##### DOCUMENT PASSAGE
So I realized I don’t want to write, per se, AD&D in Space, or Pathfinder in Space… I want to write Spacehack, or something close to it. I want to capture the kind of universe implied, but never clearly defined, in Star Rovers and the Arduin miniatures line. I want to pull from the same kind of influences that produced Encounter Critical, but not as a parody. I also realized I want elements of the first edition of Warhammer 40K, before it started taking itself too seriously — space dwarves and space elves and space vampires. I want bounty hunters and space ninjas. I want it all… and I want it wrapped in a system that’s actually playable and that satisfies the things I look for in a game, as a player and as a GM.
At this point in the very mercurial development process, it looks a lot like AD&D 1e after going through a radioactive blender. We’ve got descending armor class (-10 is better than 2, and a +2 bonus to your AC lowers your AC by 2), attack charts cross-indexing level and AC (what the hell’s a thayko, anyway?) using a roll-under D20 mechanic, roll-over saving throws, and a skill system shamelessly borrowed from Hackmaster (in terms of some mechanical ideas, no text is copied and the actual implementation differs in many ways, let’s be clear here).
Some of the mechanics are deliberately more obtuse, contradictory, or idiosyncratic than they need to be… that’s a big part of the spirit of the era. Percentile systems, roll-under systems, roll-over systems… I’ve got ’em all. My hope is that the different types of mechanics will be siloed enough that you won’t actually have trouble figuring out what to use in play or how to resolve any situation the rules don’t explicitly cover.
I’ve also finally got the tone right, the authorial voice. If anyone thought Earth Delta was written with a bit too much snark… well, I’ve got the ghost of Gary Gygax whispering in one ear, Gary at his most authoritative and belligerent, the early Gary of the AD&D 1e DMG and the fire-spewing editorials in The Dragon, and David Hargrave whispering in the other ear. (The fact my writing in no way compares to theirs in quality and imagination is best attributed to poor communication from the spirit world, and it should be considered no failure of their talents that I am a poor, poor, copy of the departed masters.)
Here’s a sample… this may end up highly changed as the editing process continues, and certainly the raw mechanics will be tweaked a lot, but I simply like the tone of it all:
If you roll a natural 20 (that is, the number “20” is the number showing. Does this really need to be explained to you?), you have scored a critical hit if the modified roll would have hit the target’s Armor Class (so if you needed a 24 to hit, and you had total bonuses of +5, so your modified roll was 25, then, this is a critical hit). If the modified roll would have missed (say, you needed a 30 to hit his AC), then a natural 20 is just a normal, run of the mill hit, and, by the way, if you’re missing when you roll a freakin’ 20, this means that the guy you’re fighting is way out of your league, or you’re a blind epileptic diplomat using a weapon you have no proficiency with, or both. Run, you idiot! Where was I?
Oh yeah, Critical Hits.
Your basic, run of the mill critical hit is a Grade A critical. For every 3 points by which your modified roll exceeds the number needed to hit, the critical improves one Grade, so if you needed a 15 to hit and your modified roll was a 26, you scored a Grade E critical! (There are some things which can reduce a critical grade; a critical reduced below Grade A is Grade 0 (that’s “Zero”, not “O”). Grade 0 criticals are kind of “Participation Ribbon” criticals. You showed up, so you get a token to soothe your fragile little ego. Anything reduced below Grade 0 isn’t even a critical, it’s just an average hit. Better luck next time.
##########
▶ _DIRECTION 1_
In the game-design passage, what grade is a basic, run of the mill critical hit?
▶ _DIRECTION 2_
List the three space-themed beings the game-design passage names from the first edition of Warhammer 40K.
▶ _DIRECTION 3_
Continue the game-design passage from the end of its last sentence.
##### SUPPLIED RECORDS
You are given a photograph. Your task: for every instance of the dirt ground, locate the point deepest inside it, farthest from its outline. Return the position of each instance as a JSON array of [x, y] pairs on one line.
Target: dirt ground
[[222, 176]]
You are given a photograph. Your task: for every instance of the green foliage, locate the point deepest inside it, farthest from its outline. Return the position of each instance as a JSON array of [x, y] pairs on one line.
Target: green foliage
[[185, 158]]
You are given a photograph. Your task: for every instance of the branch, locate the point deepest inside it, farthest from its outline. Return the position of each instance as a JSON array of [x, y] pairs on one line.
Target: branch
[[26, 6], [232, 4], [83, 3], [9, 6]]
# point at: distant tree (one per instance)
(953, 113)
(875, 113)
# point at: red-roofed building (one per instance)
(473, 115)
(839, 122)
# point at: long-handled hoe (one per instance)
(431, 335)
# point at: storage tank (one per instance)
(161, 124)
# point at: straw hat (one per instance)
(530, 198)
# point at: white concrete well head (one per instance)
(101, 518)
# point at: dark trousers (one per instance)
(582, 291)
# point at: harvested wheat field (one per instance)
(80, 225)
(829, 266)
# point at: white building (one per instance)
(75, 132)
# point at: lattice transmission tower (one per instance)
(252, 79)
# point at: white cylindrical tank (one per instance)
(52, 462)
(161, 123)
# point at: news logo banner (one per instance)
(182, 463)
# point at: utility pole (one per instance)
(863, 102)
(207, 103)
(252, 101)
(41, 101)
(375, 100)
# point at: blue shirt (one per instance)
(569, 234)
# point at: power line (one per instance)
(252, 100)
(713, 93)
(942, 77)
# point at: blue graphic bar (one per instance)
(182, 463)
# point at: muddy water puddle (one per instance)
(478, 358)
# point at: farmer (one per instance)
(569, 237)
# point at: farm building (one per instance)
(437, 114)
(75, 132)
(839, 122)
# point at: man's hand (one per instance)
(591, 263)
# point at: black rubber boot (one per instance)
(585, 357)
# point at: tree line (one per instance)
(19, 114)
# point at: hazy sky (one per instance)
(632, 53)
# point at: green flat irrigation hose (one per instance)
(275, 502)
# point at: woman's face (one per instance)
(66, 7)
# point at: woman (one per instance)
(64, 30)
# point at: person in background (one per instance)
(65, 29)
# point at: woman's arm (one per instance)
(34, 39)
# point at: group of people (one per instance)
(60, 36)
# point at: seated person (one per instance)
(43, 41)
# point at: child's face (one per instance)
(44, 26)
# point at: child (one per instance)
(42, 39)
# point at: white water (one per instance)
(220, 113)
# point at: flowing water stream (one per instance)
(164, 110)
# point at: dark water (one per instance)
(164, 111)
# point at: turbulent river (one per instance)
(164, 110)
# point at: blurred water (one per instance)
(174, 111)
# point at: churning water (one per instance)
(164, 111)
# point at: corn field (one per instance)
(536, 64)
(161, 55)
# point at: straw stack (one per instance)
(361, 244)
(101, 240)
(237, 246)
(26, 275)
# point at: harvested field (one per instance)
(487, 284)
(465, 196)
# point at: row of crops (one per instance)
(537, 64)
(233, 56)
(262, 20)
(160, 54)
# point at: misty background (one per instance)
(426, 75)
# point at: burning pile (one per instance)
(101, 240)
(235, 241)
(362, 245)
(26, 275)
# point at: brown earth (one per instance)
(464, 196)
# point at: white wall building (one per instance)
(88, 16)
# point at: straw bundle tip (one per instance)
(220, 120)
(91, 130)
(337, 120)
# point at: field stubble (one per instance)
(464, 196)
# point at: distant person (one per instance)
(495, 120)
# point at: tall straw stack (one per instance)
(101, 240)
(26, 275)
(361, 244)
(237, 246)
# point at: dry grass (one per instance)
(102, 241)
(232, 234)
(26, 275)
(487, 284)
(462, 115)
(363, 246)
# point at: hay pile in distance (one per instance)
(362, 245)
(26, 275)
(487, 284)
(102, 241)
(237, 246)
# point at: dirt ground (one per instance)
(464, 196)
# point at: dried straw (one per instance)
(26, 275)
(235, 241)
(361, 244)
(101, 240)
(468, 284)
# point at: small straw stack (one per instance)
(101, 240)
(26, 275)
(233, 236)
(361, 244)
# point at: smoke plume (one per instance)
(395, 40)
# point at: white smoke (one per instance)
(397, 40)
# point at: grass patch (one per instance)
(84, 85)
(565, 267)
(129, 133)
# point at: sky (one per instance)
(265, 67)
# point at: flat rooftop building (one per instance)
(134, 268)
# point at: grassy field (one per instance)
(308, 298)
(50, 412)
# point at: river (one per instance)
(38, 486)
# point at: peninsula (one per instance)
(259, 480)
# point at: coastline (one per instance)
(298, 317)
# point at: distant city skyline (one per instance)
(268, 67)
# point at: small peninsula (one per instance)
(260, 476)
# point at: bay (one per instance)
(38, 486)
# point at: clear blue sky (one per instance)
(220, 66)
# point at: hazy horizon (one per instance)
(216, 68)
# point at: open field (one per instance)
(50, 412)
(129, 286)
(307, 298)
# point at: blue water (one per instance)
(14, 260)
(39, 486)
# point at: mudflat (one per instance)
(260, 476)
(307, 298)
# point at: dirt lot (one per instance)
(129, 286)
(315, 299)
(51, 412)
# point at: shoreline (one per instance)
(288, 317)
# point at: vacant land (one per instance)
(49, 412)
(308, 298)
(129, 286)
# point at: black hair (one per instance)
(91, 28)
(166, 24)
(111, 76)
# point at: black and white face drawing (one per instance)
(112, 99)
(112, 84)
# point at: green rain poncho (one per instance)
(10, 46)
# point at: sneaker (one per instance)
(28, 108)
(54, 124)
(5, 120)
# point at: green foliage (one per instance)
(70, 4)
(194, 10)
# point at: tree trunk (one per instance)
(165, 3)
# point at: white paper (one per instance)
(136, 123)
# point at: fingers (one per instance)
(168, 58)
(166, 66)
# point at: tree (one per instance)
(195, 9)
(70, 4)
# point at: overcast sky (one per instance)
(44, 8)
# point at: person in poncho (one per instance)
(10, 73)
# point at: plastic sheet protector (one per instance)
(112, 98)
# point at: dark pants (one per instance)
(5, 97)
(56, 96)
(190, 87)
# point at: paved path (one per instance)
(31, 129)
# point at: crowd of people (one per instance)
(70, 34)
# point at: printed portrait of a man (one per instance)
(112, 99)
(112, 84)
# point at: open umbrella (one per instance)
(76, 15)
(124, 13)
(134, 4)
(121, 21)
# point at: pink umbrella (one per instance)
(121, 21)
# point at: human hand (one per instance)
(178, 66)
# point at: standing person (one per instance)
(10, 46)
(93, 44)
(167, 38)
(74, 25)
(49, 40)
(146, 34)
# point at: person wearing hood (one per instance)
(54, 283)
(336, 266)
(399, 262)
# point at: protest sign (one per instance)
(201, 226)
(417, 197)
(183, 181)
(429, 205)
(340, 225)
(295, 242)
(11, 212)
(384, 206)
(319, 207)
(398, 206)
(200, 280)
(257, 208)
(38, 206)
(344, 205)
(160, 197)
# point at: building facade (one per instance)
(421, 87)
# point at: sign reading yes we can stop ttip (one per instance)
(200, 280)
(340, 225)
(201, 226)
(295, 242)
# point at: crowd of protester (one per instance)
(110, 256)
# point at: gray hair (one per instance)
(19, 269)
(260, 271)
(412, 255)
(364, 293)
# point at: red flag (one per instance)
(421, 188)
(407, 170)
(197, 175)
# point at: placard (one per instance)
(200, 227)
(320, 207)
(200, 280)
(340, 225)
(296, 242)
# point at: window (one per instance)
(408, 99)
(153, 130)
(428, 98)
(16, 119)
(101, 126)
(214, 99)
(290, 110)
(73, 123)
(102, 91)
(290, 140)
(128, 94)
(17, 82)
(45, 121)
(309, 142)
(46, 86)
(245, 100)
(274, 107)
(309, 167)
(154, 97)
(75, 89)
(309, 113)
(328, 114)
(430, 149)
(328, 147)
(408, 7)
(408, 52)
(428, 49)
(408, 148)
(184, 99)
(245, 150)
##########
##### SUPPLIED RECORDS
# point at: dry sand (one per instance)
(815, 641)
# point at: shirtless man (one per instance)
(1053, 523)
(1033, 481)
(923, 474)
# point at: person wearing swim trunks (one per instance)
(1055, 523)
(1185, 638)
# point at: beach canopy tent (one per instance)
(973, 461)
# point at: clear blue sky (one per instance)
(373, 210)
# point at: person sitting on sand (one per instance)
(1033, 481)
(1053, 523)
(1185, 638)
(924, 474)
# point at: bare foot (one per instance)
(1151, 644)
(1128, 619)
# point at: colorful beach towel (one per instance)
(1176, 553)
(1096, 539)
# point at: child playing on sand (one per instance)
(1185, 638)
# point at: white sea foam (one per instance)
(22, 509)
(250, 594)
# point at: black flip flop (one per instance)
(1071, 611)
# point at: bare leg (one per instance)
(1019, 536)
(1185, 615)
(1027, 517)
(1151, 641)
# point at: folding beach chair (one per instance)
##########
##### SUPPLIED RECORDS
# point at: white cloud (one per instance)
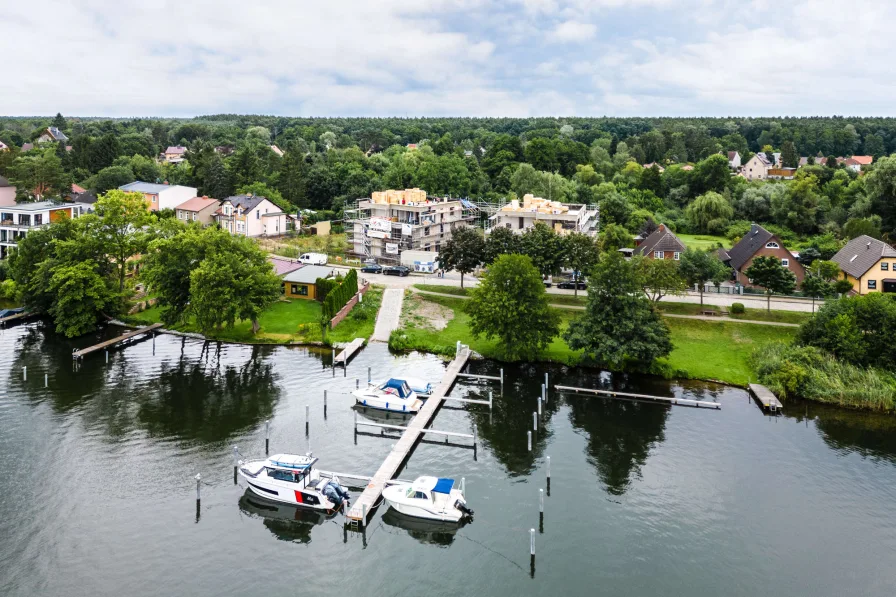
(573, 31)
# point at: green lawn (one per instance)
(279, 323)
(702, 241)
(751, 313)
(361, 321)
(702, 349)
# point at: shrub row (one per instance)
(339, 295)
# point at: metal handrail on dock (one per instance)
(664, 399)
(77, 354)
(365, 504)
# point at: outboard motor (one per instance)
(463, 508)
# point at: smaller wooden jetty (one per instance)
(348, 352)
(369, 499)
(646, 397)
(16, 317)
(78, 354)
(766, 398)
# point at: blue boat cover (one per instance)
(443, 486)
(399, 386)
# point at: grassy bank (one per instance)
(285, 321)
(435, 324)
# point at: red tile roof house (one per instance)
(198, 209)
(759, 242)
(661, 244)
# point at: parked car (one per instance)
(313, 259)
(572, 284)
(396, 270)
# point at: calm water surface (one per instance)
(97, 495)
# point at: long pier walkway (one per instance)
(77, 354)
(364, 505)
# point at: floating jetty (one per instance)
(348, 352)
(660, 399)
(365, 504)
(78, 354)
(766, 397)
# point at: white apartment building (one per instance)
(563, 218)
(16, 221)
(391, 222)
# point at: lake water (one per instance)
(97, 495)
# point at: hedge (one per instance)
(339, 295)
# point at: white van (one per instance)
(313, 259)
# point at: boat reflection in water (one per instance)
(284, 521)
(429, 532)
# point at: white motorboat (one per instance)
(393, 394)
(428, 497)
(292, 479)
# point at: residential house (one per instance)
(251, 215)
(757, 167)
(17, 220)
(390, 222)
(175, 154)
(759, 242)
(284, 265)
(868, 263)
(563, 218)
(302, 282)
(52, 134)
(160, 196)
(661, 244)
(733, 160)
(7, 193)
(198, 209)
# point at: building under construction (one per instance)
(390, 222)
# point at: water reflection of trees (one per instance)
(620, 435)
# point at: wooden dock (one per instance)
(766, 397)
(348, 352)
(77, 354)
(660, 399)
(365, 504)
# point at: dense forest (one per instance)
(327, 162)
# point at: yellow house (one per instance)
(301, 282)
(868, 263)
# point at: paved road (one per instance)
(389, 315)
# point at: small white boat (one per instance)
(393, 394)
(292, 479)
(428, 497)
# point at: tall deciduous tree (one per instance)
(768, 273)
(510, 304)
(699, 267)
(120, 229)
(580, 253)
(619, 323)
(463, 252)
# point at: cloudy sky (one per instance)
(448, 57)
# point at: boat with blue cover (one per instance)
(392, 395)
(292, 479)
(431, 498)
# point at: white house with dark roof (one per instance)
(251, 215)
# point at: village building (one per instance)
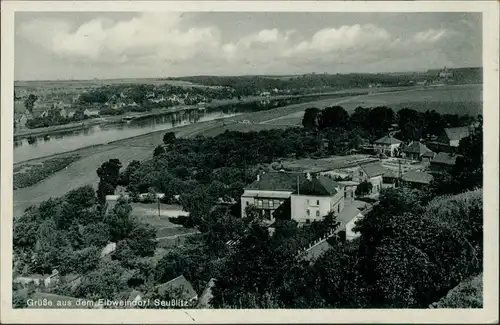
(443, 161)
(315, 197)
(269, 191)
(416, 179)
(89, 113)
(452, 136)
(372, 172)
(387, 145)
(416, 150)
##########
▶ _EXERCISE ANSWER 1_
Grade A

▶ _EXERCISE ANSWER 2_
Space dwarves, space elves, space vampires

▶ _EXERCISE ANSWER 3_
The critical chart is nothing more than a shadow of an idea at this point; it’s going to be a bear to complete, because I ultimately want different weapon types to have different critical effects, ideally with Rolemaster-esque flavor text.
The biggest design issue I have now is that I want a fairly rich set of skills, proficiencies, and talents which players can choose as they level up, but I also want a strong class system, and deciding what kind of things should be class-specific and which should be accessible to anyone who wants to spend the Customization Points on them is not always self-evident.
I’m also trying to decide if I want racial level limits. Limiting classes and levels by race has a great ability to add flavor to a race and to avoid some kinds of munchkinism, but it can also be a real game-killer if the campaign goes on too long. Multiclassing is another issue I’m playing with; I’m likely to part with tradition and let humans multiclass.
As with all my projects, this may go on to semi-completion, or it may be abandoned from this moment forward.
Cool, early 40k influence is always great. I never played, but the early imagery and fluff had me buying White Dwarf and Rogue Trader minis anyway. Just take a look on ebay and you’ll see the demand for squat minis is still crazily high (so much so that independent mini companies are making their own versions of them now).
The critical system sounds sweet, especially if there’s a different table for the different weapon types. You could have some real crazy fun there – punching laser holes in people and reducing them to piles of radioactive ash.
I’ve never really liked level limits as a balancer (the downside is usually avoided by retiring the character or getting everyone to start again), but that’s just me.
Hence my ambivalence on racial level limits. They’re a poor balancer, because they tend to be ignored if the game lasts long enough for them to come into effect, and if the game DOESN’T last that long, they don’t balance at all — kind of like getting the GURPS “Short Lifespan” disad for a game at a convention that will only cover a few hours of in-game time. 🙂
What they do accomplish is helping to make races more distinct and to make racial choice more meaningful, as well as adding some more implied flavor to the world. I’m still juggling a lot of ideas in my head on this, but it might work well just as boolean — a race can be a member of a given class, or not. No level limits. Another idea is an XP penalty: No level limits, no class limits, but if you’re of a race not physically or mentally suited to a class (Wookie Ninja!), you suffer an XP hit.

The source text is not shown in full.